### [Text shown]
------------------------------------------------------------------------
Food Safety Tech: What was the impetus behind developing this tool?
Barry Maxon: The food and beverage industry historically is a business that has tight operating margins. At the same time, companies spend a tremendous amount of money every year collecting compliance data. If you walk through any food and beverage facility, you’ll see people writing down data on paper and putting it in filing cabinets or a spreadsheet. There’s already a tremendous amount of data being collected. We wanted to help companies go beyond collecting compliance data to satisfy their records for their auditors; we wanted to harness that data so they can begin to use it to drive operational excellence. That’s what’s going to make the difference in moving the needle on a company’s bottom line and their operating margins—the ability to leverage all the data they’re collecting to gain insights into how their business is operating and use it to improve their processes, products and operations.
FST: How does it address challenges that food businesses experience? How does it streamline their workflow?
Maxon: Companies are being squeezed from all directions—they need to do more with less, perform at the speed of business today, and remain up to date with all the different compliance standards—be it regulatory, industry standards from GFSI, and even down to customer specific compliance level. There’s a tremendous amount of demand being put on food companies. Yet at the same time, all of these demands typically require greater cost, and they’re being challenged to do more with less and achieve greater economy with their businesses to actually improve their bottom line. It’s a double whammy—improve your bottom while also having greater demand placed on your business—competitively, and from a regulatory and compliance perspective.
There are a lot of processes that have been fundamentally manual in the past, on paper and spreadsheets and in filing cabinets. We’ve talked to companies that say they have people spending hours a day just billing out paperwork and putting numbers into spreadsheets. And we have multi-billion-dollar industries still running on spreadsheets. As nice as a spreadsheet is, it’s a 40-year old software technology that came out in 70s. We’re trying to use new and innovative tools so companies can perform in this new era of technology and use it to benefit their business in multiple ways.
Food Safety Tech: Who are the main product users?
Maxon: Your user base is anyone in the organization who touches safety, quality or compliance from an operational standpoint.
Often the front-end users are collecting and reviewing the sets of data. One of the key elements of the tool is to deliver the right data to the right user in real time. In the past, one of biggest challenges for food companies is that they may run for many hours before realizing they are out of compliance. The idea is to give front-line users have an immediate access to data that prompts them when they’re trending into a direction where they need to take preventive action.
------------------------------------------------------------------------
### [Data listing]
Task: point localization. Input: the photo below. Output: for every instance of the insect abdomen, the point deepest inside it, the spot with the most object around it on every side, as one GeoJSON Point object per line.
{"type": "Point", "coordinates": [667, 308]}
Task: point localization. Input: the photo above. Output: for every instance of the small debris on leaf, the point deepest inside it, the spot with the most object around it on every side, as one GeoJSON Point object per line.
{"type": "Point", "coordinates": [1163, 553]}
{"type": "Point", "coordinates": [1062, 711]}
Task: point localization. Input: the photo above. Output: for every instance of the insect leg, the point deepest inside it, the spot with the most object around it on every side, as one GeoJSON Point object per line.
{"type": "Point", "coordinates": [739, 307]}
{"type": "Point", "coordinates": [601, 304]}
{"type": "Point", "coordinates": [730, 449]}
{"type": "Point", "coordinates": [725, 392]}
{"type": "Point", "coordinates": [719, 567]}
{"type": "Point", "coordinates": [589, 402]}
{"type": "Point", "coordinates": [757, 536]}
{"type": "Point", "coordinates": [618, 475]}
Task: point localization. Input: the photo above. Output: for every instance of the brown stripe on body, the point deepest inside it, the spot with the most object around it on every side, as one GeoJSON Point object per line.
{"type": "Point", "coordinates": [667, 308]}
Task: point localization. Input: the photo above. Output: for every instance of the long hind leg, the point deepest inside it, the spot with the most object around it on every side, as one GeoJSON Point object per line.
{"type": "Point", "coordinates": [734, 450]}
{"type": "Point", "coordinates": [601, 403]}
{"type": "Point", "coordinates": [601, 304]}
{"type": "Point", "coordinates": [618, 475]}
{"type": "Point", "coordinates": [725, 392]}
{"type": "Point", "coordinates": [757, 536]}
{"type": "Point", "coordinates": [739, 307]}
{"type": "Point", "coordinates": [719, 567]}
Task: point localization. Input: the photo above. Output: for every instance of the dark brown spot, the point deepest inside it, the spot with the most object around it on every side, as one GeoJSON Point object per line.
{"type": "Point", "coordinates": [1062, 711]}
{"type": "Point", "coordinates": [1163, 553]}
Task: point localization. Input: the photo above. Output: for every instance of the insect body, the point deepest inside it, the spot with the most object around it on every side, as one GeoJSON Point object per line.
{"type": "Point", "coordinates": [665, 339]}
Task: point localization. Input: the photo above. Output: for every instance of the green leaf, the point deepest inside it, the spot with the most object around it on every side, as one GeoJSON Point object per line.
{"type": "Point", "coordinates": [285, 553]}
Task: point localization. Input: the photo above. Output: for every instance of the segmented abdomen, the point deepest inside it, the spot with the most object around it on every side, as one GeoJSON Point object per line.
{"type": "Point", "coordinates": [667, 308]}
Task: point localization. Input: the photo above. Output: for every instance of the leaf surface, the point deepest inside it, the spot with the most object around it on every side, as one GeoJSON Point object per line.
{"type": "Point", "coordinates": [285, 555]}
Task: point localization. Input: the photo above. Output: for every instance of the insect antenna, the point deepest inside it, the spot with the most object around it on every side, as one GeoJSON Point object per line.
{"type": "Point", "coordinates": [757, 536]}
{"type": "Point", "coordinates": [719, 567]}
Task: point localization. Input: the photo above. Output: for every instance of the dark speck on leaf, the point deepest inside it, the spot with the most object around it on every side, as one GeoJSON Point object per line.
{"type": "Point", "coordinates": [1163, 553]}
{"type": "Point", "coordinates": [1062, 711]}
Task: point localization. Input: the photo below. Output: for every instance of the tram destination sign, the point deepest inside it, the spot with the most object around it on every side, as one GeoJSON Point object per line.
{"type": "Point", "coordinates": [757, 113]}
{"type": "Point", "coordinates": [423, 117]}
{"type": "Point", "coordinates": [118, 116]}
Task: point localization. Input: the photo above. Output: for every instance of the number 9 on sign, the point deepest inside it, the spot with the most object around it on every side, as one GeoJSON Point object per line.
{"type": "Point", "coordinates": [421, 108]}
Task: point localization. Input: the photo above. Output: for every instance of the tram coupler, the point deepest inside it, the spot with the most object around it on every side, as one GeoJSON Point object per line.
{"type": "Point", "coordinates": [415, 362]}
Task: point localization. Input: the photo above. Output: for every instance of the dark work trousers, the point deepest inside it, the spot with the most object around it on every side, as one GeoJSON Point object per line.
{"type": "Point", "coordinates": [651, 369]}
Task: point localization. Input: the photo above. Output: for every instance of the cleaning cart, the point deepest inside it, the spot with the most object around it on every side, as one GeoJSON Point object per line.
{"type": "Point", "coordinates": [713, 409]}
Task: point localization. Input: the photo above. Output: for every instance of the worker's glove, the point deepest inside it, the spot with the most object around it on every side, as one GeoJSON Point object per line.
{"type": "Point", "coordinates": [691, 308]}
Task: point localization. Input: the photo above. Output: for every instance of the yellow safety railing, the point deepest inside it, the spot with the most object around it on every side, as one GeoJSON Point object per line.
------------------------------------------------------------------------
### [Exercises to complete]
• A. Reproduce the passage of the interview starting at "There are a" and ending at "an operational standpoint.".
• B. In the interview, whom does Maxon describe as the user base of the product?

### [Answers for each item]
• A.
There are a lot of processes that have been fundamentally manual in the past, on paper and spreadsheets and in filing cabinets. We’ve talked to companies that say they have people spending hours a day just billing out paperwork and putting numbers into spreadsheets. And we have multi-billion-dollar industries still running on spreadsheets. As nice as a spreadsheet is, it’s a 40-year old software technology that came out in 70s. We’re trying to use new and innovative tools so companies can perform in this new era of technology and use it to benefit their business in multiple ways.
Food Safety Tech: Who are the main product users?
Maxon: Your user base is anyone in the organization who touches safety, quality or compliance from an operational standpoint.

• B. Anyone in the organization who touches safety, quality or compliance from an operational standpoint.